**Text section**
▬▬▬▬▬▬
Keywords: Southeast Asia
religion
Buddhism
history
How to Behave: Buddhism and Modernity in Colonial Cambodia, 1860–1930

by Anne Ruth Hansen

Southeast Asia: Politics, Meaning, and Memory

“In lucid prose accessible to specialists and non-specialists alike, Hansen provides a sophisticated and multifaceted account of the early twentieth-century transformation of Buddhist discourse and pedagogical practices that should be of interest to any scholar or student of religious modernism.” —Journal of the American Academy of Religion (December 2008)

“Engaging and clearly written, this book was a joy read, and I will place it within easy reach for years to come. Anne Hansen’s volume tells the compelling story of Cambodian Buddhist Modernism, the elite, clerical reform movement that began to transform what it meant to worship the Buddha by reimagining what Buddhism ought to be.” —Pacific Affairs (81:1, spring 2008)

“Judging by the high level of scholarship and the revealing insights provided by this book, Cambodian studies is in good hands.” —IIAS Newsletter (46, winter 2008)

“Remarkable. . . . [Hansen’s] refreshing and provocative approach to the study of ethics in history will surely change the field in general. . . . As readers, we can only look forward to future studies that, if anything like this book, will change the way we understand ethics and its place in national memory and political and social reform.” —Journal of Religion (January 2008)
▬▬▬▬▬▬
**Items**
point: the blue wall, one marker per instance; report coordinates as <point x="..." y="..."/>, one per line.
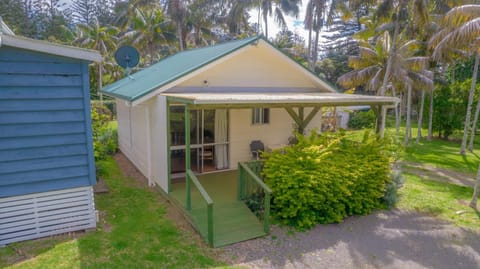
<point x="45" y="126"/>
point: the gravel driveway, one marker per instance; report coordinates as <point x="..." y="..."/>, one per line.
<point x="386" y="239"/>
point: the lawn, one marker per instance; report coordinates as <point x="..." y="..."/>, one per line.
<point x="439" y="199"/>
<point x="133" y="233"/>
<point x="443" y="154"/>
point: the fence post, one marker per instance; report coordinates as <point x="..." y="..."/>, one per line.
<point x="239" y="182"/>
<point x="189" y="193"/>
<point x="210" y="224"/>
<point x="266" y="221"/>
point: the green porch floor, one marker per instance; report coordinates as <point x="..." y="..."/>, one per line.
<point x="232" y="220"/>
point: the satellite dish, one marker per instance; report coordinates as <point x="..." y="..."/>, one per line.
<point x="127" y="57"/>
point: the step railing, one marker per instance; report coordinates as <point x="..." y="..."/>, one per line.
▬▬▬▬▬▬
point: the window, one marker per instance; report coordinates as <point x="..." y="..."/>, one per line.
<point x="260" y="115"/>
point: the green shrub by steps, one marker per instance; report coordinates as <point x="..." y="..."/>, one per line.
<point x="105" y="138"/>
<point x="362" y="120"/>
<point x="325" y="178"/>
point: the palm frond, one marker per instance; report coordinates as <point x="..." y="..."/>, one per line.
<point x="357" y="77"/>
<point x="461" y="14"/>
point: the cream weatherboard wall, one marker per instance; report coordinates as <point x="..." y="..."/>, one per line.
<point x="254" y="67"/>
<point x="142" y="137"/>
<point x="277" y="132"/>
▬▬▬▬▬▬
**The tasks**
a. Answer these questions from the book listing, one per line:
(i) What span of years does the book's title cover?
(ii) Which publication, in its spring 2008 issue, called the book "a joy read"?
(iii) What issue number and season are given for the IIAS Newsletter review?
b. Carry on the book listing on Buddhism in colonial Cambodia, starting after its final review quote.
The records have no connection to the book listing.

**Task-by-task outputs**
a.
(i) 1860–1930
(ii) Pacific Affairs
(iii) Issue 46, winter 2008

b.
“It has become increasingly clear that the rational and ethical religion called Buddhism is as much a product of the late nineteenth and early twentieth centuries as it is of the time of the Buddha, more than two millennia ago. What remain to be determined are the specific ways in which this Buddhism was produced within and among the cultures of Asia. In this fascinating study, Anne Hansen examines the case of Cambodia, combining extensive research with insightful analysis to both contextualize and complicate the category of modern Buddhism.”—Donald S. Lopez, Jr., University of Michigan

“A remarkable characteristic of this book is the deftness with which the author moves between the intellectual currents of Buddhist studies and Southeast Asian history, drawing analyses of textual practice, regionalism, nation-building, and colonial experience into fruitful conversation.”—Anne M. Blackburn, Cornell University

This ambitious cross-disciplinary study of Buddhist modernism in colonial Cambodia breaks new ground in understanding the history and development of religion and colonialism in Southeast Asia.

Anne Ruth Hansen is associate professor in the Department of History at the University of Wisconsin, Milwaukee, and a faculty member in the Comparative Study of Religion Program.

Read the introduction (PDF).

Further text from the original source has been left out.